WHAT TO WORK ON: Pull out every line in the records below that contains the word "plastic", and copy each of those lines.

DATA FOR THE TASK:
>>>>

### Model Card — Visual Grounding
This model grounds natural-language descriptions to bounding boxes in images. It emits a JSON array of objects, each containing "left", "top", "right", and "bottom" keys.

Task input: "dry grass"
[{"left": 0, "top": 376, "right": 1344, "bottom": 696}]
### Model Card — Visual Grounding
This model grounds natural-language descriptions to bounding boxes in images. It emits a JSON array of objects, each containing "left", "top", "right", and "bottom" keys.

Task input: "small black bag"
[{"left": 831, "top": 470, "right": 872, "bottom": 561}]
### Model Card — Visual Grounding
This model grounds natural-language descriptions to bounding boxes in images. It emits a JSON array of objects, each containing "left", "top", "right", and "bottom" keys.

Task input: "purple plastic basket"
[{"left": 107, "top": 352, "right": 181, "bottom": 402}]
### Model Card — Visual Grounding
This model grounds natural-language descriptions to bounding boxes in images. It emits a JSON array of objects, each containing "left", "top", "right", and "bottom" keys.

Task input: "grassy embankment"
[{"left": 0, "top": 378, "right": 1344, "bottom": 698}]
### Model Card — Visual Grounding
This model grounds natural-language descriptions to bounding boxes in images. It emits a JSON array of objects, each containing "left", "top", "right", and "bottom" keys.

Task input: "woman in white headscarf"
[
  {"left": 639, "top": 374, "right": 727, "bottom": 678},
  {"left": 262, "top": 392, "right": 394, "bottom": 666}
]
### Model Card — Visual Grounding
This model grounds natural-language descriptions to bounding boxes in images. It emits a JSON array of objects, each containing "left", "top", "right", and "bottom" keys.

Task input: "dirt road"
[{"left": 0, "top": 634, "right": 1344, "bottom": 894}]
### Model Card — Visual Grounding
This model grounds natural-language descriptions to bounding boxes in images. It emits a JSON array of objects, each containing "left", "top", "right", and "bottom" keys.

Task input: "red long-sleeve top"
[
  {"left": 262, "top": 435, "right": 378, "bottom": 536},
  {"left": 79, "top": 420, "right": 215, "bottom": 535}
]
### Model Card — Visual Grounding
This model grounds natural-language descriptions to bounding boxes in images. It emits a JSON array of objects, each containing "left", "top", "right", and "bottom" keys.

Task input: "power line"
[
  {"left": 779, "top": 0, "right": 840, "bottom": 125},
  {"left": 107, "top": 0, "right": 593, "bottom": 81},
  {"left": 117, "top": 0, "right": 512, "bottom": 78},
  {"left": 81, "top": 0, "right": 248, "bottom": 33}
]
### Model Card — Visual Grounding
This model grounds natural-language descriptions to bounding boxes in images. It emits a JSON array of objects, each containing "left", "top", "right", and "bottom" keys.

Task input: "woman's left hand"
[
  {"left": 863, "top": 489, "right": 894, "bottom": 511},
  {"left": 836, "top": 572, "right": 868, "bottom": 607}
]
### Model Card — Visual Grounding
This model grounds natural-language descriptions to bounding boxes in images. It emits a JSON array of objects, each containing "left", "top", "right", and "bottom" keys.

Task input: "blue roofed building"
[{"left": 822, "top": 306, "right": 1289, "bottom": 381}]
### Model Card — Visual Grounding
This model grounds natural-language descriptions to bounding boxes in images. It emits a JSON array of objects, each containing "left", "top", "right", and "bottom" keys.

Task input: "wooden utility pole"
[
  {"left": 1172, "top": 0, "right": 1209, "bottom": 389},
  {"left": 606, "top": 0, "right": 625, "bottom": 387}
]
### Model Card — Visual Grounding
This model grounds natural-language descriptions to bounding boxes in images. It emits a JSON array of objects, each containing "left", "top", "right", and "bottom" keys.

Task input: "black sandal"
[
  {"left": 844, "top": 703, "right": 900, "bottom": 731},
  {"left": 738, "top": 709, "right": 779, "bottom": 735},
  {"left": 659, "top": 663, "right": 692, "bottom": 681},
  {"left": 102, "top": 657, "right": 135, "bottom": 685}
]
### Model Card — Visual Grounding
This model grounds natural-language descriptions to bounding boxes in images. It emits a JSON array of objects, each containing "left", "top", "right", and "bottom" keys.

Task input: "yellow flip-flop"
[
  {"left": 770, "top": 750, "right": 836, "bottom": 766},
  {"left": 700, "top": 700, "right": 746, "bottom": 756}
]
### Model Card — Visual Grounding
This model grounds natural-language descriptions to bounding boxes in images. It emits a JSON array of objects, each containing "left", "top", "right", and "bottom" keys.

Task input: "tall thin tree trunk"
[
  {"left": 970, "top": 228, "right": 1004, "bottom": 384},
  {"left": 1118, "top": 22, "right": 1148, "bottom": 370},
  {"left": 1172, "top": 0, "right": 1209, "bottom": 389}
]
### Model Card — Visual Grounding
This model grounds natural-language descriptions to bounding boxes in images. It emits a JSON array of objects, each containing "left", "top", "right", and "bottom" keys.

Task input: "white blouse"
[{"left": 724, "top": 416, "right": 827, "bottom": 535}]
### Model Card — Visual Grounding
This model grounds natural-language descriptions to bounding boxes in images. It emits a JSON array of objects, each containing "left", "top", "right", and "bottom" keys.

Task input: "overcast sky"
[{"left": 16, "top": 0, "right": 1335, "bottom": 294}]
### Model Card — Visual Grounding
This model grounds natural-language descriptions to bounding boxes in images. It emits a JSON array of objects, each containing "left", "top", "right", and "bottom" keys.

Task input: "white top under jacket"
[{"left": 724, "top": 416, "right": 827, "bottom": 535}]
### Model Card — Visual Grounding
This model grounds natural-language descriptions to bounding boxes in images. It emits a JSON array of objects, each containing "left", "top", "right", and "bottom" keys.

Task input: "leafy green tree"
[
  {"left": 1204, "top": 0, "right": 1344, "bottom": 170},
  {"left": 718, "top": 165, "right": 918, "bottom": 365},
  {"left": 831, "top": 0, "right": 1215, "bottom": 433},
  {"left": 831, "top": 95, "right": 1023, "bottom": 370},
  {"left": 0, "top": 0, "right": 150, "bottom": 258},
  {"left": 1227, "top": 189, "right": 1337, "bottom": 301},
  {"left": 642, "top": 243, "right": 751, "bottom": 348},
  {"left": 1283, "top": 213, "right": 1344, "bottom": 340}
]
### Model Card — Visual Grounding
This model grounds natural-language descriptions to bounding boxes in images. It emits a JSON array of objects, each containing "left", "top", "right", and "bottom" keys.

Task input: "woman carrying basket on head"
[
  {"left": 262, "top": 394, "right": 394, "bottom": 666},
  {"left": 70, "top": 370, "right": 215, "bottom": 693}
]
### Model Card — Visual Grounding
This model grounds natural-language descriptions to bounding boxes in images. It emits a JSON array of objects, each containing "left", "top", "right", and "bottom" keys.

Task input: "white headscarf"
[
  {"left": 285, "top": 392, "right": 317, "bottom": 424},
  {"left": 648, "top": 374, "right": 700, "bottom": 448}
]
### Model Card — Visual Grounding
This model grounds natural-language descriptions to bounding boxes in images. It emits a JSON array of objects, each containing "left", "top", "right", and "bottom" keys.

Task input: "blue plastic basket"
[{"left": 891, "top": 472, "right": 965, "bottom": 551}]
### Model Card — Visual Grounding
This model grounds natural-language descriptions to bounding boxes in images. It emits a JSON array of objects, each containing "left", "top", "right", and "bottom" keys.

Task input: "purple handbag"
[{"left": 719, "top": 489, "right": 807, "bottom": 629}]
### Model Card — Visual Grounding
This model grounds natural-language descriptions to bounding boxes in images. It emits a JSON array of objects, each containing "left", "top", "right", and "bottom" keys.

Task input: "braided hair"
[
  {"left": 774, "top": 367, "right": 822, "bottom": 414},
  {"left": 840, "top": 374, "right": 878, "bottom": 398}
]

<<<<

REPLY TO THE EXERCISE:
Task input: "purple plastic basket"
Task input: "blue plastic basket"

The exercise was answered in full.